• [Stated goal] Find "Target: white tiled shower wall" in the records that follow; print that line and each subsequent line through the last one, verbatim and with nothing added.

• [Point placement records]
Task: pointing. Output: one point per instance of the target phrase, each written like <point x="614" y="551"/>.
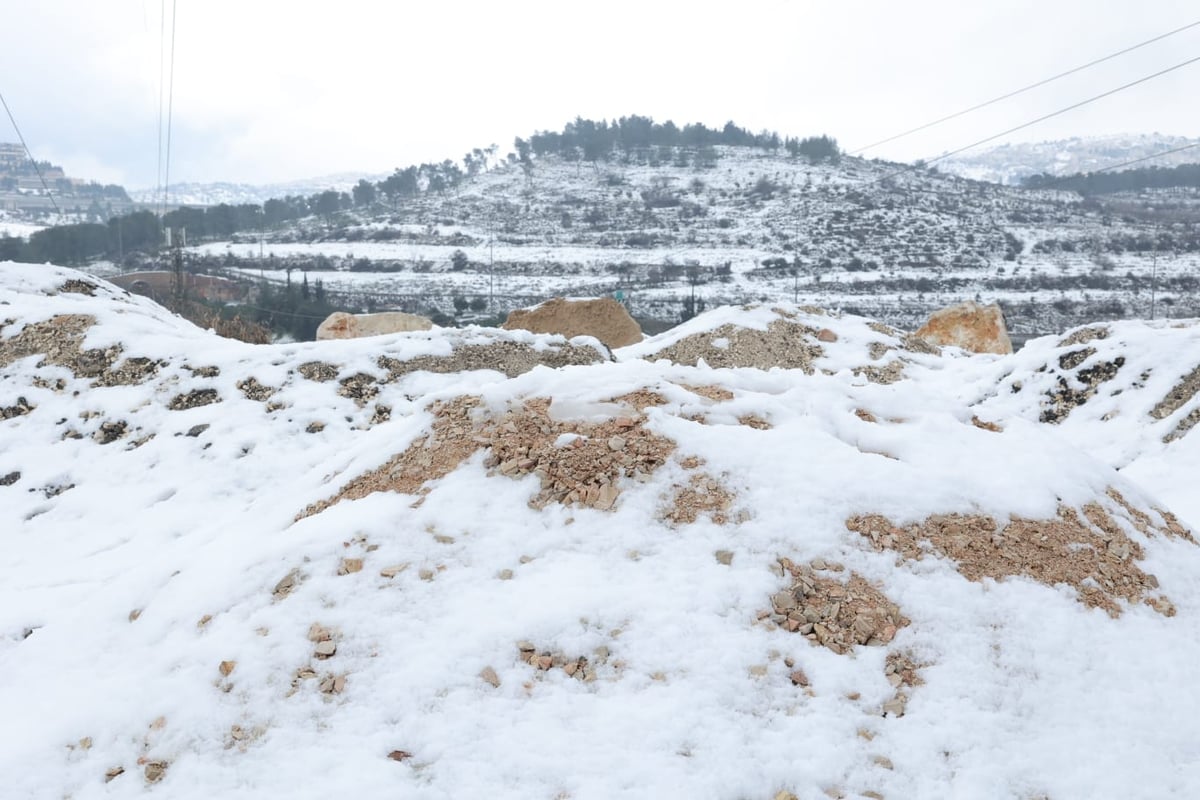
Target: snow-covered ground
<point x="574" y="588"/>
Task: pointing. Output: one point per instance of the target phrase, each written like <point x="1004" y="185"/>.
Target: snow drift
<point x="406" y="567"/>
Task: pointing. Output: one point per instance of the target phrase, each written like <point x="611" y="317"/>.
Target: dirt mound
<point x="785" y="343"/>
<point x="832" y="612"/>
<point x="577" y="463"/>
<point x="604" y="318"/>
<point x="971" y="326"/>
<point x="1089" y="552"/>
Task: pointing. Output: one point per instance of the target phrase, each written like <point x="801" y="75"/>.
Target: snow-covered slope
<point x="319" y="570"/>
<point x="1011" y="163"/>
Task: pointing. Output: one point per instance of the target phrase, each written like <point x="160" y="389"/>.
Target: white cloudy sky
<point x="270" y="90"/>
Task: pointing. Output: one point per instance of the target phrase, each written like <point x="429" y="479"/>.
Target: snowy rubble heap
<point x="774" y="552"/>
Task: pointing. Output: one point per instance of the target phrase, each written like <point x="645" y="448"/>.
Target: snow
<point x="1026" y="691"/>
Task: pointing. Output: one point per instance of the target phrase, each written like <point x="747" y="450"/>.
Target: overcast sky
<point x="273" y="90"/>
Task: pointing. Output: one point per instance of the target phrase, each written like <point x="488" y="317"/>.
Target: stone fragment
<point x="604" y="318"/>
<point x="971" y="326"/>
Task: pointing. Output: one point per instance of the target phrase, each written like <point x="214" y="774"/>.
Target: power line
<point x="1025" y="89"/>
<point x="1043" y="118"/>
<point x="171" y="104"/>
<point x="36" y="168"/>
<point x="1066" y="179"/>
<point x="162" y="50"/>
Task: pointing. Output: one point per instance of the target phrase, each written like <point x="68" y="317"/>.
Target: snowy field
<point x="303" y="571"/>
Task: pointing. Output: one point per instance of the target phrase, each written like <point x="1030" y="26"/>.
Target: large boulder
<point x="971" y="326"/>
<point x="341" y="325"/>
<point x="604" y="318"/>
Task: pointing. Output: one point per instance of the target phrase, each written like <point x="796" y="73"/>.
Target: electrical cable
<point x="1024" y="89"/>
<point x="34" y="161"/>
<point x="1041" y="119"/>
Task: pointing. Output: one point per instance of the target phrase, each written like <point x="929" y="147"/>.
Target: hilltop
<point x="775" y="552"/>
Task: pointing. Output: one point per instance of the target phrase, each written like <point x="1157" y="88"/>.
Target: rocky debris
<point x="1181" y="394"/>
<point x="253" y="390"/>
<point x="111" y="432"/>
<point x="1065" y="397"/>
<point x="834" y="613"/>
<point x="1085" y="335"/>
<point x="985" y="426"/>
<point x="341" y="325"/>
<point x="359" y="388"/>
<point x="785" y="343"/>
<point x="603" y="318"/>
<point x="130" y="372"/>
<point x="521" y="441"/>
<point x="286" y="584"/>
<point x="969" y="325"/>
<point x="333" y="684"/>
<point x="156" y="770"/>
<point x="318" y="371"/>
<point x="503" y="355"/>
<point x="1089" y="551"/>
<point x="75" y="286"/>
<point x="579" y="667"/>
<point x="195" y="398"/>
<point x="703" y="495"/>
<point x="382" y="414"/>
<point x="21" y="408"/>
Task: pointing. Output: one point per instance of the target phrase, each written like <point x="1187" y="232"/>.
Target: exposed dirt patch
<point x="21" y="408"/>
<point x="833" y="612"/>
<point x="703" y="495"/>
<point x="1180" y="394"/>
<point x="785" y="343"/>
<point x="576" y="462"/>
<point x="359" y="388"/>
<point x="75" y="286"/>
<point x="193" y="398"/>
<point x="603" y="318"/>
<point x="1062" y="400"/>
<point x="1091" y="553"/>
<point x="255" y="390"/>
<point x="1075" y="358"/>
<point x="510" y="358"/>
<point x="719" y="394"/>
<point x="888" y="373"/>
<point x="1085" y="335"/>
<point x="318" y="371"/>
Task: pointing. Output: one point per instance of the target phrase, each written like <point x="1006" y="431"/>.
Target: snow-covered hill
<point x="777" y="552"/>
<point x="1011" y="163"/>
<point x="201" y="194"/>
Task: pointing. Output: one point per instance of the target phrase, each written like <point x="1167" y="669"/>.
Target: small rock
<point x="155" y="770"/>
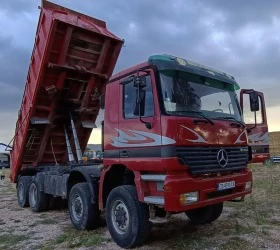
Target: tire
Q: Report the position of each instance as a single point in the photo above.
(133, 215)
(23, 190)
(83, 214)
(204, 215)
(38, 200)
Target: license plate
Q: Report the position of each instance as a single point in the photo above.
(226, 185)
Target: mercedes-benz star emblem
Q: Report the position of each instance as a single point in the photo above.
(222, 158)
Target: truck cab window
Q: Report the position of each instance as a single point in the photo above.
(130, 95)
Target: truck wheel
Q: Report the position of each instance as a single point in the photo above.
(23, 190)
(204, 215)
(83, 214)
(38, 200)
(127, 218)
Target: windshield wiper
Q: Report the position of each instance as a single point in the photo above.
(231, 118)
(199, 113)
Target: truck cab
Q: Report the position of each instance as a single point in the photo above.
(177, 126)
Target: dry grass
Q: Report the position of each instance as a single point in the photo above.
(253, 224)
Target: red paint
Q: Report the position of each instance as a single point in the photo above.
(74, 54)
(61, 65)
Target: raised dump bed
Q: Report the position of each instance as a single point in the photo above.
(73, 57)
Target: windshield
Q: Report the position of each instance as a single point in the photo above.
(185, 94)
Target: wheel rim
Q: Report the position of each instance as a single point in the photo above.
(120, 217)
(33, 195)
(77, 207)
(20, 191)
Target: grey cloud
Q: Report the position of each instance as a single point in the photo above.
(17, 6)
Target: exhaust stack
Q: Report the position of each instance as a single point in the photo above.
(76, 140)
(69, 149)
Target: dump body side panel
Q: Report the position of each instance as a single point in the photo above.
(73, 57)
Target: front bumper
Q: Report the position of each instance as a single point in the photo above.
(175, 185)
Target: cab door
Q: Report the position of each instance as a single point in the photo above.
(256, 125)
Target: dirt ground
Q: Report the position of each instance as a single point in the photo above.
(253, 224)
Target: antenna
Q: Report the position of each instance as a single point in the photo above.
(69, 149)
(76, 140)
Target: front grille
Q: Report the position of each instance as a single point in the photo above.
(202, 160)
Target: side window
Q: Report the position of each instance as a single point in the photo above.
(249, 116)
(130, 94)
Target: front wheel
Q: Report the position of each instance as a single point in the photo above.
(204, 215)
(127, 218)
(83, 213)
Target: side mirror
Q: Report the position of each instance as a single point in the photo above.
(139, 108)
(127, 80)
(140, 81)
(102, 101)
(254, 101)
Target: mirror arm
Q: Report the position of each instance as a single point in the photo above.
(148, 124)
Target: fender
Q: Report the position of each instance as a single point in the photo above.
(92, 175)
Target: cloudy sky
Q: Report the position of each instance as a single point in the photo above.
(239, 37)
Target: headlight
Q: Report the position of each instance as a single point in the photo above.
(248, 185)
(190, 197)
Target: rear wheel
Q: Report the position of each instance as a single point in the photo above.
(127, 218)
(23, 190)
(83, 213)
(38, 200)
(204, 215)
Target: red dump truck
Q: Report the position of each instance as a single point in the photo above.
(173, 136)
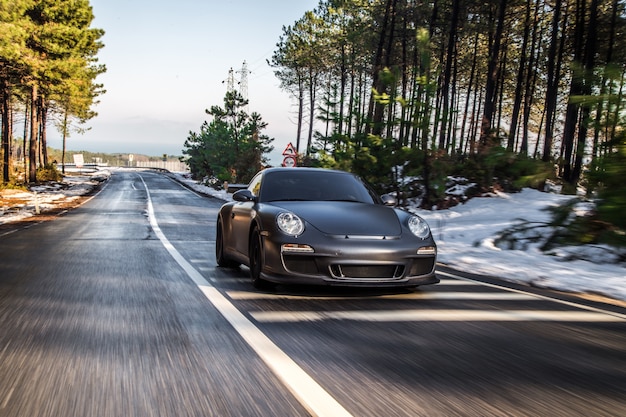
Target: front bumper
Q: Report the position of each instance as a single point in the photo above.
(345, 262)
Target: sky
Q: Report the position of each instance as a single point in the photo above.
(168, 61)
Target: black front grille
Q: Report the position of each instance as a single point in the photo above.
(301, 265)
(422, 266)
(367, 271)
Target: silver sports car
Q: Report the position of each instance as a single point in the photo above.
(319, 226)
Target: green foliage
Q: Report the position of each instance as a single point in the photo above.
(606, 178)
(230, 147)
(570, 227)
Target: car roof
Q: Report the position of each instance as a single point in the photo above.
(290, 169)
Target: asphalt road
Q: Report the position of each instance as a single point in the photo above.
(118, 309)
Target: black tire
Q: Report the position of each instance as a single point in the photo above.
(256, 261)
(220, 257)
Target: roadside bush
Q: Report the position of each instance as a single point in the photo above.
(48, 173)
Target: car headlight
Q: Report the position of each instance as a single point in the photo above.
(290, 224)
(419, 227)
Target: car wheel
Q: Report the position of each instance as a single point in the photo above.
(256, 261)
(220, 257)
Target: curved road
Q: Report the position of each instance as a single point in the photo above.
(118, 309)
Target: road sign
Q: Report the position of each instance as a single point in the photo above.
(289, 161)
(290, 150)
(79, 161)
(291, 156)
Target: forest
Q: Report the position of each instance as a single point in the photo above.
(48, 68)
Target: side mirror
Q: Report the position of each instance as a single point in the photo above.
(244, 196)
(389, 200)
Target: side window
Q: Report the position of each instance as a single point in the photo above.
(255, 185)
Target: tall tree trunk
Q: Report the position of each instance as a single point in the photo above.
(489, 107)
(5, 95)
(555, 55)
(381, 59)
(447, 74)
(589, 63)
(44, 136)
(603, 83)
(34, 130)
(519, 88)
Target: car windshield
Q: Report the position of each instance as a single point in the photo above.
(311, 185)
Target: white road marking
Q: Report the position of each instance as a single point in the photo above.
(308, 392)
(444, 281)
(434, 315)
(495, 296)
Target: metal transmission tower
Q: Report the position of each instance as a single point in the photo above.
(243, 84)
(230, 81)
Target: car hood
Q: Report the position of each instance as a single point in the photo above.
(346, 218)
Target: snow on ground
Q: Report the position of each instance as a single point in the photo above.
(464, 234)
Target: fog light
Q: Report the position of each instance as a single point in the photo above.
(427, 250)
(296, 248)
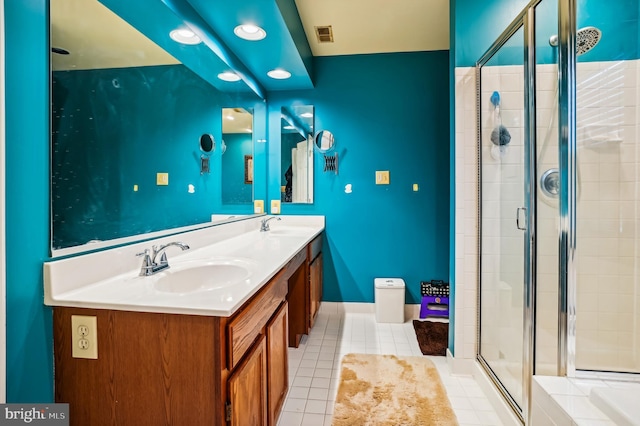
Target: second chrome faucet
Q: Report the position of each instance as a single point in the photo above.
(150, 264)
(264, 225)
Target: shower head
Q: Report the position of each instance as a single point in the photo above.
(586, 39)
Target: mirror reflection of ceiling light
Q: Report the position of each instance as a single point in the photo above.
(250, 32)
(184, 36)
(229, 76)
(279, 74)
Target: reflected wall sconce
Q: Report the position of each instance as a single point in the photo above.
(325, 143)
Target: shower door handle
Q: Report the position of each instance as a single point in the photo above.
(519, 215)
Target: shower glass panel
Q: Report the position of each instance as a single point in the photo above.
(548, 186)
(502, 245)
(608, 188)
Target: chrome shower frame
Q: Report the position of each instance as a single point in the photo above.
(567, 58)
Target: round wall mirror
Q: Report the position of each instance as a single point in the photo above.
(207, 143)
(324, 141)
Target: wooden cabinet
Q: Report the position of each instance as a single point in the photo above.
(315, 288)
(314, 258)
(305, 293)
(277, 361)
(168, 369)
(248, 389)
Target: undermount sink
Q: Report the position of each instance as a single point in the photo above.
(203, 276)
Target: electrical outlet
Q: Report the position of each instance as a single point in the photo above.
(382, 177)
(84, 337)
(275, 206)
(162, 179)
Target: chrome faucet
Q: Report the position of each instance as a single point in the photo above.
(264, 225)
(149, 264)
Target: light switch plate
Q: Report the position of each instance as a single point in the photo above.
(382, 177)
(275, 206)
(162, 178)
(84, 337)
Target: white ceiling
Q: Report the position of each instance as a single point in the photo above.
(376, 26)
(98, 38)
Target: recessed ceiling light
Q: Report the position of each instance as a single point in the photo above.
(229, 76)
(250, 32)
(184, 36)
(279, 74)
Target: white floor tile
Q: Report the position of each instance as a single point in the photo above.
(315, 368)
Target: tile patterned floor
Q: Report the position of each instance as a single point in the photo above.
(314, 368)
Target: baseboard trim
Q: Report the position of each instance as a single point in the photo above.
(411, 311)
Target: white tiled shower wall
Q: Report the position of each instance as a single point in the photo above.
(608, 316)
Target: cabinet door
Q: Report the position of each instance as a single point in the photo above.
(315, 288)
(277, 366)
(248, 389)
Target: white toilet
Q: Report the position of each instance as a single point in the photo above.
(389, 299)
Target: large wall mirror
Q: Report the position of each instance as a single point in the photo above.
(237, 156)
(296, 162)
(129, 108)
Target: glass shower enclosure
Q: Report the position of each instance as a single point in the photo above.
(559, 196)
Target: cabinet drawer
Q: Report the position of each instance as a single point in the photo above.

• [Exercise solution]
Target: white tiled shower wall
Q: Report the position of each instance as a single point in the photo above.
(608, 316)
Target: cabinet door
Q: Report the position of each instance as a single point in the photo above.
(315, 288)
(277, 366)
(248, 389)
Target: white toilet
Q: Report the position of each instance as a single point in the photo above.
(389, 299)
Target: large wall mirror
Q: Report the position of each instance as a single point in the photo above.
(237, 156)
(296, 162)
(129, 108)
Target: glass shower enclosure
Q: Report the position of each instance as a single point in the photo above.
(559, 196)
Target: cabinet drawer
Q: Report the position of each instance as a single point in the photo above.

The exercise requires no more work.